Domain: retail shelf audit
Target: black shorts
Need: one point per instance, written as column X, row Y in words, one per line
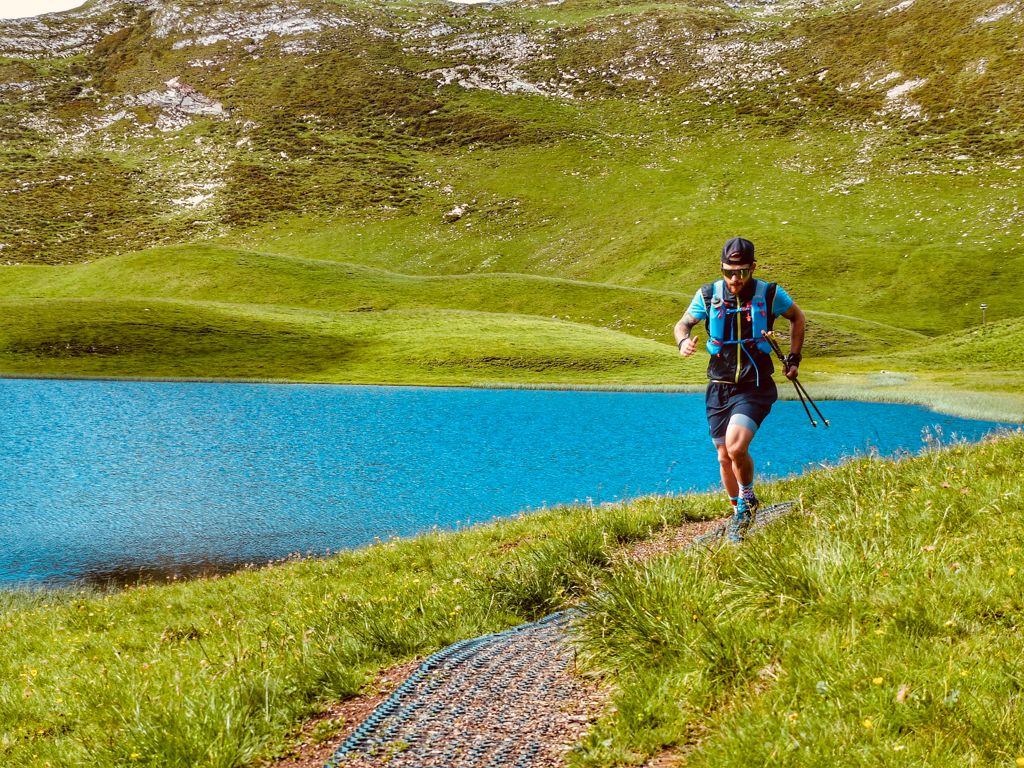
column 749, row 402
----
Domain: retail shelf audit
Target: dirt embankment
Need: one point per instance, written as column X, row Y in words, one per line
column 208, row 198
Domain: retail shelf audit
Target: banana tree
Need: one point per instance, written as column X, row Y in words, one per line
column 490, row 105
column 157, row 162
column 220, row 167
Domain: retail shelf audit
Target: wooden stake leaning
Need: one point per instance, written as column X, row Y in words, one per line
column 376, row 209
----
YOUR INSTRUCTIONS -> Pick out each line in the records above that contains the string "column" and copy it unchanged, treating the match as case-sensitive.

FINISHED EXERCISE ->
Need: one point per instance, written as column X, row Y in words, one per line
column 749, row 402
Need: one point per instance, written as column X, row Y in words, one per line
column 208, row 198
Need: one point per instance, written as column X, row Y in words, one per line
column 490, row 105
column 157, row 162
column 220, row 167
Need: one point per instance, written as column X, row Y in words, one per line
column 376, row 209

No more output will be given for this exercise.